RECORDS FOR THIS EXERCISE:
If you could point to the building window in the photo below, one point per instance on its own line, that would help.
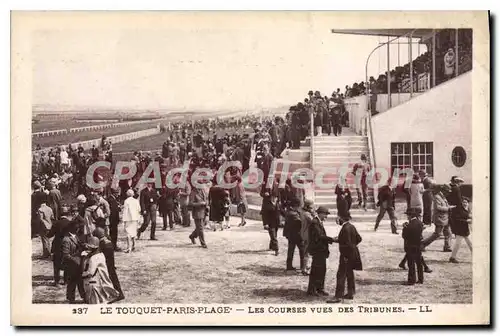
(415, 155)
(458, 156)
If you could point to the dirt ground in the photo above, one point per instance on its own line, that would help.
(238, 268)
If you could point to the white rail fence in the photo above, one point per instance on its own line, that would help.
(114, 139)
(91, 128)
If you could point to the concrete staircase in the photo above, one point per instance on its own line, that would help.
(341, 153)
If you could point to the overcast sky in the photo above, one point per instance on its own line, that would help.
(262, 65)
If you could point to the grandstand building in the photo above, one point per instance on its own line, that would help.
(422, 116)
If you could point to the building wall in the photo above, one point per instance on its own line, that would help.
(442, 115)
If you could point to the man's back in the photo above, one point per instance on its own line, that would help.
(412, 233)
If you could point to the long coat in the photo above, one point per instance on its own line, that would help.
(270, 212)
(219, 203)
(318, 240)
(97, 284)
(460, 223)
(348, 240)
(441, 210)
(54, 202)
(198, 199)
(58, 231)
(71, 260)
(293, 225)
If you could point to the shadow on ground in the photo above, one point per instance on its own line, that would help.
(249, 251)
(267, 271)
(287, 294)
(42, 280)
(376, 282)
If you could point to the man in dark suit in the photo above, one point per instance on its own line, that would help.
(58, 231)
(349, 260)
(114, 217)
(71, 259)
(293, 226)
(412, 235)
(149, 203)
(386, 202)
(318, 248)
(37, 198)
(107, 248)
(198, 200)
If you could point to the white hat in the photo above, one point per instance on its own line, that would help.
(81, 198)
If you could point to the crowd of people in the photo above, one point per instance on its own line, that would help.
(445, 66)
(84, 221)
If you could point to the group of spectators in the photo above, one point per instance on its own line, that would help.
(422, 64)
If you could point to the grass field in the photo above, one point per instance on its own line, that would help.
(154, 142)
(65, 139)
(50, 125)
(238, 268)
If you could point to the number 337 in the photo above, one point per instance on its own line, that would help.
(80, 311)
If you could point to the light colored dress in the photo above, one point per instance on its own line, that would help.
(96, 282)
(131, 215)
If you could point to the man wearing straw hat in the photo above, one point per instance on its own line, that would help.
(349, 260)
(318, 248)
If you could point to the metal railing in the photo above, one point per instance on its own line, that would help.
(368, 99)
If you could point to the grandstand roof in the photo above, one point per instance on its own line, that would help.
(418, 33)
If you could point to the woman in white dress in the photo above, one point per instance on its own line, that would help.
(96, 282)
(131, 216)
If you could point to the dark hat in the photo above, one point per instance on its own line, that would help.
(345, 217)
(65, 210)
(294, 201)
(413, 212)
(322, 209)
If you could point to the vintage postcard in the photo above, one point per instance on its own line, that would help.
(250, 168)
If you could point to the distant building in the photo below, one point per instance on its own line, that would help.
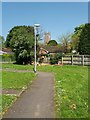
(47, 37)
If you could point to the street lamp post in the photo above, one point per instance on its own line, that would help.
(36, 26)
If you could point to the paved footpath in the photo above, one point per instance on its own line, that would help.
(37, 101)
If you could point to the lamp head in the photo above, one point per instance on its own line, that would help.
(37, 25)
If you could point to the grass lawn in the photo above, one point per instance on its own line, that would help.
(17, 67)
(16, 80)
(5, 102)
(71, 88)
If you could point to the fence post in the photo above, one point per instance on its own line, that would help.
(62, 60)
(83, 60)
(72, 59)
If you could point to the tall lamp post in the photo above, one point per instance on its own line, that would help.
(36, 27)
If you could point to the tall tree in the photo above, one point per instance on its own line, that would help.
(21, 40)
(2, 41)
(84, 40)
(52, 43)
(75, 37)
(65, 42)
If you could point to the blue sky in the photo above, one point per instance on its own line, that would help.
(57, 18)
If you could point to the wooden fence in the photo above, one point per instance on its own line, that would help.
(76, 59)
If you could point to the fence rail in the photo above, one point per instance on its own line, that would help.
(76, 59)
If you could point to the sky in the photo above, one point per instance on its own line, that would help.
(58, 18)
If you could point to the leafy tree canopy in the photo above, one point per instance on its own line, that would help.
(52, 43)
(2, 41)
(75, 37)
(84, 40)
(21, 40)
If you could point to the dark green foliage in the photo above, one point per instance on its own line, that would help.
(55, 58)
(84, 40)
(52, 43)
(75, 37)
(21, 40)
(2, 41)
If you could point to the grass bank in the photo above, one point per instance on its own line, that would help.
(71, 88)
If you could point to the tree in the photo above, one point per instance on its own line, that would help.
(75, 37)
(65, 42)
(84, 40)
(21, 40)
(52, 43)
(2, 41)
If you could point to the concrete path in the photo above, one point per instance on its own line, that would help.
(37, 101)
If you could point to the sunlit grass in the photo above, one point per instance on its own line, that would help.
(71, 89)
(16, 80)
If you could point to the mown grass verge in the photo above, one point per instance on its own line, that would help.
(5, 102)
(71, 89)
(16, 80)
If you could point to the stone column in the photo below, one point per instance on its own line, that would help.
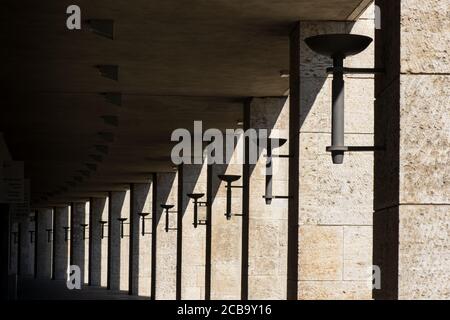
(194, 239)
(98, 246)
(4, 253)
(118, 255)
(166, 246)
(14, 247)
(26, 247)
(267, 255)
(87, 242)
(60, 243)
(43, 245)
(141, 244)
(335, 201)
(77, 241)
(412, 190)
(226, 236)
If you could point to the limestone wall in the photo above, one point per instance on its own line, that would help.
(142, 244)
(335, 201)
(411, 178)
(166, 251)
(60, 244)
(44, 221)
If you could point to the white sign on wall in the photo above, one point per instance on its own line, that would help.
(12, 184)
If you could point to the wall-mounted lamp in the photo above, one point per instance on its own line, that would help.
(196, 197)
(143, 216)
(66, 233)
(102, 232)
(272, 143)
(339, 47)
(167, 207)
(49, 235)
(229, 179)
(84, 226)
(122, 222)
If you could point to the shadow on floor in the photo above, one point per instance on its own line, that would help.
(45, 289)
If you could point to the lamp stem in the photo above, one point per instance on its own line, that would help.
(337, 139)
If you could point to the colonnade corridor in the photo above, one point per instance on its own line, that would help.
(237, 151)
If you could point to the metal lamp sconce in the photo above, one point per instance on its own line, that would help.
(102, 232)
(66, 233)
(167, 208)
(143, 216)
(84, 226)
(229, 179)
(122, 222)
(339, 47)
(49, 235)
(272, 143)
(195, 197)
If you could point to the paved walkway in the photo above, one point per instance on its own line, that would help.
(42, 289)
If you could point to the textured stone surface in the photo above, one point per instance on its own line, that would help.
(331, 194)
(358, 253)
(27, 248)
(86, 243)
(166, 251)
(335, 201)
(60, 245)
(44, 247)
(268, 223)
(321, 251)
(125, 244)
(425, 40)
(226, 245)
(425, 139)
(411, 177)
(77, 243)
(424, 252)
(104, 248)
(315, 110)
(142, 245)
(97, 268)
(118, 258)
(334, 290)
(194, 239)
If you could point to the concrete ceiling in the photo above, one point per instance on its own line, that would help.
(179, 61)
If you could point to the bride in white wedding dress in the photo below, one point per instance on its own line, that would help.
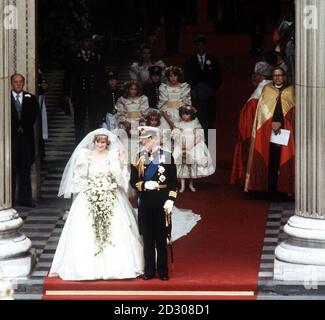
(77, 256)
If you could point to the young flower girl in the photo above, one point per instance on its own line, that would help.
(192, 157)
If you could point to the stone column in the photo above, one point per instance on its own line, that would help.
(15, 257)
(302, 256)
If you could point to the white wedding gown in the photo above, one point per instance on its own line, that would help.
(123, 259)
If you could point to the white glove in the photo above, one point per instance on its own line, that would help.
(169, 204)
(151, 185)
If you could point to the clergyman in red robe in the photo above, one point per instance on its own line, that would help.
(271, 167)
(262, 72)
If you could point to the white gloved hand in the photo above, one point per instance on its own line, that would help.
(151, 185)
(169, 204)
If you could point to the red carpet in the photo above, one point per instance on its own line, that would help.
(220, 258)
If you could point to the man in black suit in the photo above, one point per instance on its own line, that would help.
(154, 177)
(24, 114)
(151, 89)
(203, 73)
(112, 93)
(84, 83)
--
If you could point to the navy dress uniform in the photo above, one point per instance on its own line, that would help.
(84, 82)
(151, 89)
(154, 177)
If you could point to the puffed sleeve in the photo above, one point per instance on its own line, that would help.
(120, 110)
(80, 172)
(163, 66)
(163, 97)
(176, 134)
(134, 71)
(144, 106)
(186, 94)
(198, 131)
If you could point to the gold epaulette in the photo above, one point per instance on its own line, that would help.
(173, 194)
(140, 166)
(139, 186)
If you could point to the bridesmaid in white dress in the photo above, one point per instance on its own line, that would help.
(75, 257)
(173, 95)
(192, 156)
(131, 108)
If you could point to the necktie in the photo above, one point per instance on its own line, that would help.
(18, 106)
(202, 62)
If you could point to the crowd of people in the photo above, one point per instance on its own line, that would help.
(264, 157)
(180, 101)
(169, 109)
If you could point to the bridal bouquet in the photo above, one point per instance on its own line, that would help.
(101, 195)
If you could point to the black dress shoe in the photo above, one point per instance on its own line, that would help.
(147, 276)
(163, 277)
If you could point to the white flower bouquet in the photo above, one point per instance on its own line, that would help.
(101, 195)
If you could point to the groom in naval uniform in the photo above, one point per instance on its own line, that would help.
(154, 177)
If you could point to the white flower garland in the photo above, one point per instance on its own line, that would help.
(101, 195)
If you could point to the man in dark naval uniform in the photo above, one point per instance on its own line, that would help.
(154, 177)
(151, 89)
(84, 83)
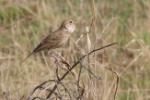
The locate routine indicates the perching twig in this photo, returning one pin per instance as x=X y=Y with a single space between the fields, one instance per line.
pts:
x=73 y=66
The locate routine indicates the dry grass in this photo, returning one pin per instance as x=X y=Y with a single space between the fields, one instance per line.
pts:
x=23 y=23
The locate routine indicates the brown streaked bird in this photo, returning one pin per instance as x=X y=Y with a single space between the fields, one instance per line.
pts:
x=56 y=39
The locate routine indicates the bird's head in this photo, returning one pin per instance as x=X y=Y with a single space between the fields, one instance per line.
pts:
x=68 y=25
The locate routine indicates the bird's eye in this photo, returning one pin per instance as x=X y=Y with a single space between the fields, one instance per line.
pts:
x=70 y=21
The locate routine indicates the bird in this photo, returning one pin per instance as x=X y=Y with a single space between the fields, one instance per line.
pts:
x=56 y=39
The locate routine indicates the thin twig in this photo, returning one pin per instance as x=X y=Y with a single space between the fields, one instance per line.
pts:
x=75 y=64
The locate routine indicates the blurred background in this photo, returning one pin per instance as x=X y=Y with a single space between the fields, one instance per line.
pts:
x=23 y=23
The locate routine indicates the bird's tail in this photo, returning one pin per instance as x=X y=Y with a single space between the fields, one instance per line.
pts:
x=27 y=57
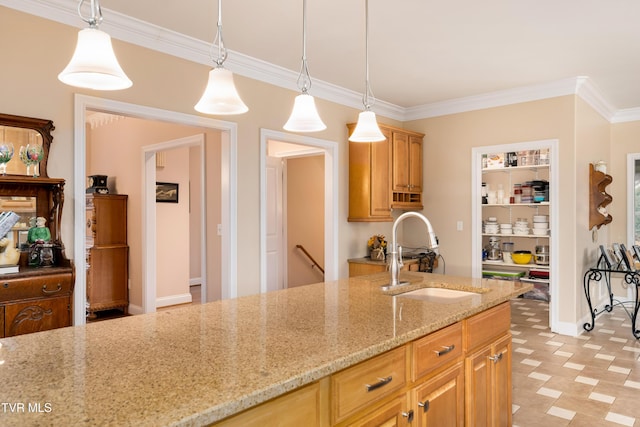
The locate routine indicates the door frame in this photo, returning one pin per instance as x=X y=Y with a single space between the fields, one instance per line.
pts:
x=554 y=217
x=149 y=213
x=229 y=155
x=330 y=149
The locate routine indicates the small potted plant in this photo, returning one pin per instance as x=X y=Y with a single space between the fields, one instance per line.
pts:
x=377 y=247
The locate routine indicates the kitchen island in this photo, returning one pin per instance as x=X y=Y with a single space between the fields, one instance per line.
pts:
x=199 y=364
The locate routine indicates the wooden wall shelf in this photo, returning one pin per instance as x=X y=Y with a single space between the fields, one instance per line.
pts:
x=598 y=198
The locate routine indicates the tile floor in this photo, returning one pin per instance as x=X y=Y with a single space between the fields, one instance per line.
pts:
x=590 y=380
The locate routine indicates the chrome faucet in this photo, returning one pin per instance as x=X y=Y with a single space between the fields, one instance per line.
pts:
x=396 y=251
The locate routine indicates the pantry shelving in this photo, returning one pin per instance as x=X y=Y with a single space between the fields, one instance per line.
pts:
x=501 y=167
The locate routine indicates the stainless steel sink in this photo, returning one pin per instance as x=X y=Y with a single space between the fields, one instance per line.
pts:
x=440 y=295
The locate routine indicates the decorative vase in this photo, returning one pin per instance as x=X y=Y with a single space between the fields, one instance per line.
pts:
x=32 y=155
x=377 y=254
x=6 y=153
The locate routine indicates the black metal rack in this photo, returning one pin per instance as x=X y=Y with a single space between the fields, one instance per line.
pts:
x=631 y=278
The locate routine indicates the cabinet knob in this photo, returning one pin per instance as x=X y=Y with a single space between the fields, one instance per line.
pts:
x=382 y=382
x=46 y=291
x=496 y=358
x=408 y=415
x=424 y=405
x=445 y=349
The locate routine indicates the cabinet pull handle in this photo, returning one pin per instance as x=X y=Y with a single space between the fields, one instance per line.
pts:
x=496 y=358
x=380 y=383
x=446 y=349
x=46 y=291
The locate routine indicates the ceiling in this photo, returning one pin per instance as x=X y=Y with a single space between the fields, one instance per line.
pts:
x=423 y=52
* * *
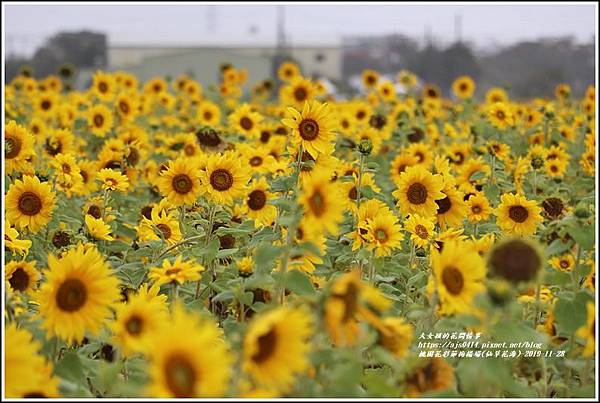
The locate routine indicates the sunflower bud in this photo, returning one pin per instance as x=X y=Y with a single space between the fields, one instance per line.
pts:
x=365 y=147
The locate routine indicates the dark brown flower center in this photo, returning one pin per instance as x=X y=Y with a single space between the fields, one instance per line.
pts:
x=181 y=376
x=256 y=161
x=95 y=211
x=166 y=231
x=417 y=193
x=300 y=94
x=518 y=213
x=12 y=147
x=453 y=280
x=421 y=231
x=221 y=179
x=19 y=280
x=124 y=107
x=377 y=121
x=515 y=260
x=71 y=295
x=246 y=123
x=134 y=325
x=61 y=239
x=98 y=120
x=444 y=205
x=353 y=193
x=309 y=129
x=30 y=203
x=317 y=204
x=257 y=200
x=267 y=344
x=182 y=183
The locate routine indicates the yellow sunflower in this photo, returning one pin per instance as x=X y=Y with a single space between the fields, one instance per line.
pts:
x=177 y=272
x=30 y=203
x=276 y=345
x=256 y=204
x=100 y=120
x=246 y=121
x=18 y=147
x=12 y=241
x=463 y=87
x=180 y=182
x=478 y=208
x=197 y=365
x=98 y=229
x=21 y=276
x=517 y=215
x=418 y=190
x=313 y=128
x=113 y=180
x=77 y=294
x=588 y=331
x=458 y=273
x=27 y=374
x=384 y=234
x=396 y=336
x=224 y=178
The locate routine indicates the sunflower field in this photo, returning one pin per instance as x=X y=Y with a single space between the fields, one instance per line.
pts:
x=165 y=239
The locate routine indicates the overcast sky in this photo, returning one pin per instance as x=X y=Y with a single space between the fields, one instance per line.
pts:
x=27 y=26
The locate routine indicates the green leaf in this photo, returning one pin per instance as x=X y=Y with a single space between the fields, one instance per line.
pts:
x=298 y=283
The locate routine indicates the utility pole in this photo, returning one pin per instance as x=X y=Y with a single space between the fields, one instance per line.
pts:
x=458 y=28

INSTRUCTION: Pick out every line in the entries above that contains the word "wedding", copying each one in full. Case counts.

WRITTEN ANSWER:
If you could point to the bride in white wedding dress in the photo below, one point per instance on its own line, that would help.
If you could point to the white wedding gown in the photo above, one point per instance on its own line, that would help.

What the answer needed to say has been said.